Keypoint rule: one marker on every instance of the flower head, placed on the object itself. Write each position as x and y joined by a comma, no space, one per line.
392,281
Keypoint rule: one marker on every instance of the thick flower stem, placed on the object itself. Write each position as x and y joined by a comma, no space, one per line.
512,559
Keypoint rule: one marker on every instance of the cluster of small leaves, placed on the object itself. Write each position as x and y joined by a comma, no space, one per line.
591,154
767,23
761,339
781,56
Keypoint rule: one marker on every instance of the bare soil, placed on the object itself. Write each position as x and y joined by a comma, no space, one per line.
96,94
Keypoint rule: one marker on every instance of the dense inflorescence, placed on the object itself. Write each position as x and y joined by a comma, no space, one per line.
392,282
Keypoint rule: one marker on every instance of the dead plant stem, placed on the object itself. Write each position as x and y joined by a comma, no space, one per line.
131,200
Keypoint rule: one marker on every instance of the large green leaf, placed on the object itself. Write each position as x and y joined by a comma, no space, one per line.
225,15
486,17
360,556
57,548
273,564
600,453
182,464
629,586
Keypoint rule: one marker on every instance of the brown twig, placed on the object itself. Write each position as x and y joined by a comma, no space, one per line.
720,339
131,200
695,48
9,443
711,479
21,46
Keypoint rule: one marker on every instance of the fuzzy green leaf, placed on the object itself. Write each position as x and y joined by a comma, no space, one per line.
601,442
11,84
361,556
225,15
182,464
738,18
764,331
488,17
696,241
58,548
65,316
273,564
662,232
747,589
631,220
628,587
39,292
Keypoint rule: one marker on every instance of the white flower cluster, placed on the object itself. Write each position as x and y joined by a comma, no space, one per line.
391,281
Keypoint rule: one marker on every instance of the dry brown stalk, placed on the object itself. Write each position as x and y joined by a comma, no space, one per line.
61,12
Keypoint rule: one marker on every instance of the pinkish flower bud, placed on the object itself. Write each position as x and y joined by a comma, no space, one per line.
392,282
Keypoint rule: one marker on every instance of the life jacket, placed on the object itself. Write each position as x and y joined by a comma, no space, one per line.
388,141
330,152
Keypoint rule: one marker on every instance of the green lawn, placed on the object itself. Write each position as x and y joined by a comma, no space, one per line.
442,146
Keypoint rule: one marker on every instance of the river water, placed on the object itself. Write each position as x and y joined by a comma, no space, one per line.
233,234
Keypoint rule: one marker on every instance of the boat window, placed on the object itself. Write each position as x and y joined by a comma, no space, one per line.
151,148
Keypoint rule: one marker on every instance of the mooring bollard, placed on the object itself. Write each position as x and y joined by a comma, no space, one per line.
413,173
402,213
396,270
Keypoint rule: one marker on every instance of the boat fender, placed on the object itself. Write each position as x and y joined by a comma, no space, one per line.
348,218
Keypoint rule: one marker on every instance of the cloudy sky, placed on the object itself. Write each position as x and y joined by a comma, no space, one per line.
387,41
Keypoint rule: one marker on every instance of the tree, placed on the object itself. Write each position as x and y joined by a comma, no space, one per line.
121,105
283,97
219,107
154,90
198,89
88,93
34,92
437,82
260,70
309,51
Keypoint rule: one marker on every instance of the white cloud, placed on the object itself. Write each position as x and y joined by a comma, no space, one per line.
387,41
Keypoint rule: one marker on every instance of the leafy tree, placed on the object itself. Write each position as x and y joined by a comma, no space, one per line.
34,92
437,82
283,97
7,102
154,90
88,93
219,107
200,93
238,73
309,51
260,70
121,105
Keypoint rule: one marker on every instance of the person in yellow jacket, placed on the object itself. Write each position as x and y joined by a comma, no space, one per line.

•••

Retype the material in full, character for character.

Reply:
Keypoint rule: one marker on every instance of the flower head, placed on the object itself. Write each position as x and y joined by a comma, no space, one per line.
392,281
Keypoint rule: one marker on every instance of the thick flower stem, placed on the object itself. Write each position as x and y joined by a comma, no space, one per line.
512,559
Keypoint rule: one marker on every instance of the cluster of small leaves, placed on the object itself. Write each position as x and y joined by a comma, no space, one per line.
591,154
767,23
761,339
781,56
Keypoint rule: one marker on every instance of the bare soil, placed on the object itself. Write each position as x and y joined by a comma, no space, one per line.
96,94
Keypoint rule: one marker on every instance of the dense inflorescence, placed on the object itself. Write each position as x and y joined by a comma, no space, one per line.
392,282
Keypoint rule: one marker on every instance of the dead plant stem, placed on the object itself. Write each position as x and y joined by a comma, no space, one per line.
131,200
Keypoint rule: one marker on every instance of the large green leaf, placed on the object itself. Write each position as x and y joined by a comma, no space, one per line.
225,15
486,17
360,556
57,548
273,564
600,453
182,464
629,586
Keypoint rule: one marker on every instance of the brown twig, placed on the object itself. Write each position as x and y joined by a comma, no space, one per line.
720,339
131,200
695,48
9,443
711,479
21,46
Keypoint rule: one marker on every instance of the fuzzy green leaf, placed on the object itself. Write each position as x and y joined by a comma, no space, one per line.
601,442
11,84
361,556
225,15
182,464
738,18
764,331
488,17
696,241
58,548
65,316
273,564
662,232
747,589
631,220
628,587
39,292
Keypoint rule: one marker on every instance of the white flower cluster, placed on the object itself. Write each position as x and y joined by a comma, no space, one per line.
391,281
Keypoint rule: one marker on every instance of the dry brown stalk, placed on the object itself. Write each position as x and y joined by a comma, no space, one per line.
61,12
Keypoint rule: one marker on every instance of the pinkish flower bud, placed on the object itself. Write each position as x and y joined by a comma, no space, one per line.
392,282
Keypoint rule: one marker on every instance of the life jacket, placed on the object itself. Write each position as x and y joined by a comma, no space, one per line.
388,141
330,152
Keypoint rule: one marker on every instance of the green lawn, placed on the object itself. Write each position as x and y joined by a comma, no space, one per line.
442,146
Keypoint rule: one marker on every instance of the river water, placed on the object itself. Write each position as x and y joined by a comma, no space, one per line.
233,234
Keypoint rule: one marker on every instance of the boat window, placed on the object itself. Write each position as x and y joined by a comma, no space, one per line.
151,148
Keypoint rule: one marker on every instance of the mooring bollard, placed on the object itself. Write each position as x and y joined by a comma, no space, one per line.
413,173
402,213
396,270
Keypoint rule: one marker on every instance of the boat fender, placed on the object itself. Write each position as x and y joined by a comma, no space, one per line.
348,218
Keypoint rule: one marker on every instance of the cloudy sky, placed on the object itself. Write each position as x and y joined by a comma, no space, one per line.
387,41
Keypoint rule: one marker on every instance of the tree, placed on the object itself. Write each position as x and y joined by a comma, no space, one per line.
121,105
283,97
219,107
154,90
198,89
88,93
34,92
437,82
260,70
309,51
Keypoint rule: one marker on every instance of the white cloud, placed on the object itself. Write each position as x and y joined by a comma, no space, one per line.
387,41
Keypoint rule: one marker on every instance of the leafy tree, placed on the object itself. Write each position as x and y joined by a comma, no space, one per line.
34,92
437,82
283,97
7,102
154,90
88,93
219,107
200,93
238,73
309,51
260,70
121,105
Keypoint rule: one marker on every instance of the person in yellow jacket, placed on the object itself. Write each position as x and y joined by a comma, no space, one per line.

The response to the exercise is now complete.